-- GIVEN ENTRIES start --

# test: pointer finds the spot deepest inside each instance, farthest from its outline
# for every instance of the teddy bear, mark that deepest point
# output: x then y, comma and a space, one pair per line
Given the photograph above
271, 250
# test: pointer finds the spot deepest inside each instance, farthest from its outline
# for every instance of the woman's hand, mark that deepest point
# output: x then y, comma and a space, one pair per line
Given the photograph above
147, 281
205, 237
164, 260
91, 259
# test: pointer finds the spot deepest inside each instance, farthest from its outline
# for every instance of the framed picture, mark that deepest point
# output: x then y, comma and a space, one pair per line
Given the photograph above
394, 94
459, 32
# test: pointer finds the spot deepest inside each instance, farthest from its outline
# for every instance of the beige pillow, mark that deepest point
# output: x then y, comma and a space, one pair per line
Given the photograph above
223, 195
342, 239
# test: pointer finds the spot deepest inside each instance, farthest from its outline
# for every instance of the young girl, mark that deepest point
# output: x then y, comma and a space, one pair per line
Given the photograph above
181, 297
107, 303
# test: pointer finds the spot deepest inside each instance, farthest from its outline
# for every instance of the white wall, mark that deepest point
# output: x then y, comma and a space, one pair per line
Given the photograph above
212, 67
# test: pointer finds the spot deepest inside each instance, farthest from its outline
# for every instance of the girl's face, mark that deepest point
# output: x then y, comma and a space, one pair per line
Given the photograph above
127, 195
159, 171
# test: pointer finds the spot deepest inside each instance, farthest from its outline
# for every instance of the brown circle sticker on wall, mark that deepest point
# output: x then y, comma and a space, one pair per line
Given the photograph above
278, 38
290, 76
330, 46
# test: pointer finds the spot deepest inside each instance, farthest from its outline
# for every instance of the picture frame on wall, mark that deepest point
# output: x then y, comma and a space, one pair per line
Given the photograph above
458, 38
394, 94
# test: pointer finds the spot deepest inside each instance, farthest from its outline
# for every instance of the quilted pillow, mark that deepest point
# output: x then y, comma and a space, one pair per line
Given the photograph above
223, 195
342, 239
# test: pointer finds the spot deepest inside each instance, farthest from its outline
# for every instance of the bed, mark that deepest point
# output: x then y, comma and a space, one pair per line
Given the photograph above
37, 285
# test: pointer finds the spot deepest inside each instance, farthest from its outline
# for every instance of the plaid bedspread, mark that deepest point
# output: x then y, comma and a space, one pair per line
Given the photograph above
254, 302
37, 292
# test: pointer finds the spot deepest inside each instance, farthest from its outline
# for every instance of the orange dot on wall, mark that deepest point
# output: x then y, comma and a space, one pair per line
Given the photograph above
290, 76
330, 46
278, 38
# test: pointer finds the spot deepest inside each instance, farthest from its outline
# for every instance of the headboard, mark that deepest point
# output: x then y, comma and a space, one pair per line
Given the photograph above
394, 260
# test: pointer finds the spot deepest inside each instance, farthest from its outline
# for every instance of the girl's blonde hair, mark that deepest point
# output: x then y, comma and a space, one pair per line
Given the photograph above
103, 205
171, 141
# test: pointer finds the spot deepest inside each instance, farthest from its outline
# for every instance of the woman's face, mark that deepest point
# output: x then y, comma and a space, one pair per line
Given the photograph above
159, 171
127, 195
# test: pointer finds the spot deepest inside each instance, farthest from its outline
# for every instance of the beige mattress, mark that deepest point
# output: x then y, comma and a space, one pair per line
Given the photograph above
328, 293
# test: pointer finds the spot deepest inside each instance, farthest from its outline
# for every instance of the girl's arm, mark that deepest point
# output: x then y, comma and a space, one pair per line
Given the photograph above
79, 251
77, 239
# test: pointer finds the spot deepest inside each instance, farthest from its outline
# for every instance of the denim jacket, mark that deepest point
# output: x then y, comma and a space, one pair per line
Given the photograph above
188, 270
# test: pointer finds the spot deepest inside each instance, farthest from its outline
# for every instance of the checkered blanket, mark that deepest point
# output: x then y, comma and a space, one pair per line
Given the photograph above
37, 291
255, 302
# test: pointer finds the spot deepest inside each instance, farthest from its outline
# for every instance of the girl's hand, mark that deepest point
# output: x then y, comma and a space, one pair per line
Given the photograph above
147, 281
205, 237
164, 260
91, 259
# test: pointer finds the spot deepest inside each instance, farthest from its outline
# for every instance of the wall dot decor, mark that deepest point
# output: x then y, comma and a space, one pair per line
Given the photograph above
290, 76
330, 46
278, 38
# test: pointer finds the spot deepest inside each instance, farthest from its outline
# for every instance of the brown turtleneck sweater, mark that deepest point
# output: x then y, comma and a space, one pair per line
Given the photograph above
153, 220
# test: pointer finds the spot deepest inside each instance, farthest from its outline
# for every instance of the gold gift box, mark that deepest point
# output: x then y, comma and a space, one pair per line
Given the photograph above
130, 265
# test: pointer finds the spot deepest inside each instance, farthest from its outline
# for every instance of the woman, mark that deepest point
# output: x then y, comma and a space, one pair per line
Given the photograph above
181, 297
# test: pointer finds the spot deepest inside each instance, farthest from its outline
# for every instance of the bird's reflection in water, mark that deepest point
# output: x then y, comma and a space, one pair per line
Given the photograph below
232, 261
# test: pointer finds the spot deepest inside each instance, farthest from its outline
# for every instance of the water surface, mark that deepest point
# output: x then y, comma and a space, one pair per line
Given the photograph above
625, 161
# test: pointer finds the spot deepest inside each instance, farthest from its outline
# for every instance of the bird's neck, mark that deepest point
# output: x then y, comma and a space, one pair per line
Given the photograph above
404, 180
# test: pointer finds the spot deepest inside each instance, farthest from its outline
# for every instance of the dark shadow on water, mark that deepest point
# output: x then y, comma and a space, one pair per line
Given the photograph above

-- GIVEN ENTRIES end --

● YOUR GOAL
Please locate each line in the entries above that contains the word "beige" and copy those lines out in full.

● OUTPUT
# for every instance of the beige pillow, mark that deepest point
# for every instance of the beige mattress, mark that deepest point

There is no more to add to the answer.